Depois dos créditos iniciais mostra uma família, formada por uma mãe e seus três filhos. São eles a tatuadora Ellie (Alyssa Sutherland), mãe a chefe da casa, a filha mais velha Bridget (Gabrielle Echols), o rapaz Danny (Morgan Davies) e a caçula Kassie (Nell Fisher). Eventualmente chega outra parente, a tia/irmã Beth (Lily Sullivan), uma mulher independente, solteira, que trabalha com música e descobre estar grávida.
Apesar de curto, o filme se dedica a mostrar como cada personagem tem seu próprio traço de personalidade ou gosto diferenciado. Cada um deles tem seu momento próprio. Dan por exemplo é aficionado por som, gosta de brincar com discos de vinil e de brincar de DJ.
Já Kassie tem uma imaginação fértil e gosta de desmontar e desmembrar a sua boneca, parece ter uma curiosidade lúdica pelo macabro e acredita que o brinquedo tem poderes de proteção para a família.
Já Bridget acaba sendo a pessoa com mais responsabilidades da casa, depois da mãe, claro. Mesmo sendo tão nova ela já age como alguém que é obrigada a viver uma maturidade que não é sua. Ela dribla gracejos de meninos vizinhos, não parece ter tempo e nem interesse em retribuir flertes.
Se as crianças têm fantasias e hobbys escapistas o mesmo não se pode dizer de Ellie. Ela é uma mulher sobrecarregada, responsável e muito ocupada.
Dentro uma postura super protetora, ela não é uma pessoa isenta de problemas e preconceitos julgadores. Isso se percebe em como se refere a sua irmã Beth, sempre chamando ela de groupie quando ela apenas trabalhava na equipe de som de bandas.
Além de manifestar esse tipo de alfinetada para ela, era patente que falava para terceiros, tanto que os vizinhos de andar já conhecem a fama da irmã. O roteiro faz questão de deixar claro o quanto ela se importa com os outros e o quanto se doa, já que é muito carinhosa como mãe e como irmã.
Para essa personagem também fica claro que há uma culpa cristã, típica da mulher chefe de família, que se vê obrigada a trabalhar, a se desdobrar para cuidar dos parentes e que está sempre cansada, além da óbvia auto cobrança oriunda do fracasso em seu casamento.
Ela claramente se ressente por estar sozinha e por sobrecarregar Bridget, já trabalha muito e não tem como pagar para alguém cuidar dos filhos. Ellie passa para os filhos a sensação e o mal-estar de estarem sempre sem dinheiro e em crise financeira, tanto que qualquer possibilidade de arrumar verba eles abraçam.
Já Beth parece ser uma pessoa mais preocupada com trabalho e com a vida pessoal. Apesar de um pouco egoísta, ela demonstra apego a família, gosta muito dos sobrinhos e se ressente por não ter ficado perto da irmã no momento difícil recente.
===
- _Objetivo declarado A_: Transcreva sem mudar nada o trecho sobre o filme. Comece pelas palavras "Já Kassie tem" e pare depois de "som de bandas.".

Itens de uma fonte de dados
===
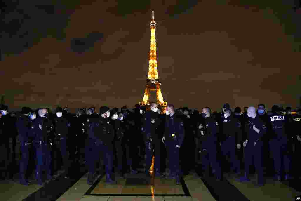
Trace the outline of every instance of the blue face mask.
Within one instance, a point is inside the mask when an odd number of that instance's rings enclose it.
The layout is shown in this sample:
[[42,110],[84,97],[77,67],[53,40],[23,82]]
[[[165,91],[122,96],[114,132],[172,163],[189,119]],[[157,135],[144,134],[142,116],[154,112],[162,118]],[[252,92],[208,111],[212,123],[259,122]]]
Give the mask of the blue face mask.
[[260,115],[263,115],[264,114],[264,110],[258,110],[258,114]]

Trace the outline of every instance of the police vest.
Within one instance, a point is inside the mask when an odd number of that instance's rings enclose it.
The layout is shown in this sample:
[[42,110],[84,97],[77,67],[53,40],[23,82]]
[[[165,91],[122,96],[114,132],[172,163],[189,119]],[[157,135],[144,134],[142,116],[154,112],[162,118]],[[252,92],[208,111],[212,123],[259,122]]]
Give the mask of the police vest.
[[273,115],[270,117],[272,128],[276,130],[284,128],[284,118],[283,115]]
===
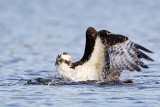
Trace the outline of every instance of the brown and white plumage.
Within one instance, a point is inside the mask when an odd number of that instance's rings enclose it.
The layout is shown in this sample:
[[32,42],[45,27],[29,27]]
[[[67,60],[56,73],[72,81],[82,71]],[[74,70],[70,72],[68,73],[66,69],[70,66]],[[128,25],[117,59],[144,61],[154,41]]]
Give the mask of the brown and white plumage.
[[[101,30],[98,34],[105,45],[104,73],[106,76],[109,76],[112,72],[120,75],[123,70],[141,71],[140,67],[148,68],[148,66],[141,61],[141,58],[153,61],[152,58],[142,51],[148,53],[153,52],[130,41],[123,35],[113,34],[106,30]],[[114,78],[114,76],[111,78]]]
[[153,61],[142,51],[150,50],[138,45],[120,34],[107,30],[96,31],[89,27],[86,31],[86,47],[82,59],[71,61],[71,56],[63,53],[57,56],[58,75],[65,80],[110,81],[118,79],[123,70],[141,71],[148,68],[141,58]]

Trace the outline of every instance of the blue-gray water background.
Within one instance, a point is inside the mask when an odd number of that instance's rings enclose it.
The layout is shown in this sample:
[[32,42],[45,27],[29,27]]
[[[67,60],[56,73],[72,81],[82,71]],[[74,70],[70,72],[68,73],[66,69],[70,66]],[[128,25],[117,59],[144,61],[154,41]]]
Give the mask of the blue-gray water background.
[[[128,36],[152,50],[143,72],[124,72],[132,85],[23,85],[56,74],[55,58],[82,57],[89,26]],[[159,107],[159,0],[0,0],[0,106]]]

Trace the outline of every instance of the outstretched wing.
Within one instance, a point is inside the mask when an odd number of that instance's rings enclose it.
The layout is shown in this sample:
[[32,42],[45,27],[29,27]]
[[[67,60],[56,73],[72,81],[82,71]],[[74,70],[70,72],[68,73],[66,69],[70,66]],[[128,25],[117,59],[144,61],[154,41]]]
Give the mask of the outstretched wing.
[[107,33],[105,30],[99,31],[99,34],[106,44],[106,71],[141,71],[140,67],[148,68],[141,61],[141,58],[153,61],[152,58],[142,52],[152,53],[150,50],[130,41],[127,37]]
===
- _Objetivo declarado B_: Nos registros, reescreva as linhas a partir da que contém "Trace the outline of every instance of the blue face" e pare depois da que contém "[[260,115],[263,115],[264,114],[264,110],[258,110],[258,114]]", substituindo "sample" por "example" e deixando todo o resto igual. Entregue só essas linhas.

- _Resultado correto A_:
Já Kassie tem uma imaginação fértil e gosta de desmontar e desmembrar a sua boneca, parece ter uma curiosidade lúdica pelo macabro e acredita que o brinquedo tem poderes de proteção para a família.
Já Bridget acaba sendo a pessoa com mais responsabilidades da casa, depois da mãe, claro. Mesmo sendo tão nova ela já age como alguém que é obrigada a viver uma maturidade que não é sua. Ela dribla gracejos de meninos vizinhos, não parece ter tempo e nem interesse em retribuir flertes.
Se as crianças têm fantasias e hobbys escapistas o mesmo não se pode dizer de Ellie. Ela é uma mulher sobrecarregada, responsável e muito ocupada.
Dentro uma postura super protetora, ela não é uma pessoa isenta de problemas e preconceitos julgadores. Isso se percebe em como se refere a sua irmã Beth, sempre chamando ela de groupie quando ela apenas trabalhava na equipe de som de bandas.

- _Resultado correto B_:
Trace the outline of every instance of the blue face mask.
Within one instance, a point is inside the mask when an odd number of that instance's rings enclose it.
The layout is shown in this example:
[[42,110],[84,97],[77,67],[53,40],[23,82]]
[[[165,91],[122,96],[114,132],[172,163],[189,119]],[[157,135],[144,134],[142,116],[154,112],[162,118]],[[252,92],[208,111],[212,123],[259,122]]]
Give the mask of the blue face mask.
[[260,115],[263,115],[264,114],[264,110],[258,110],[258,114]]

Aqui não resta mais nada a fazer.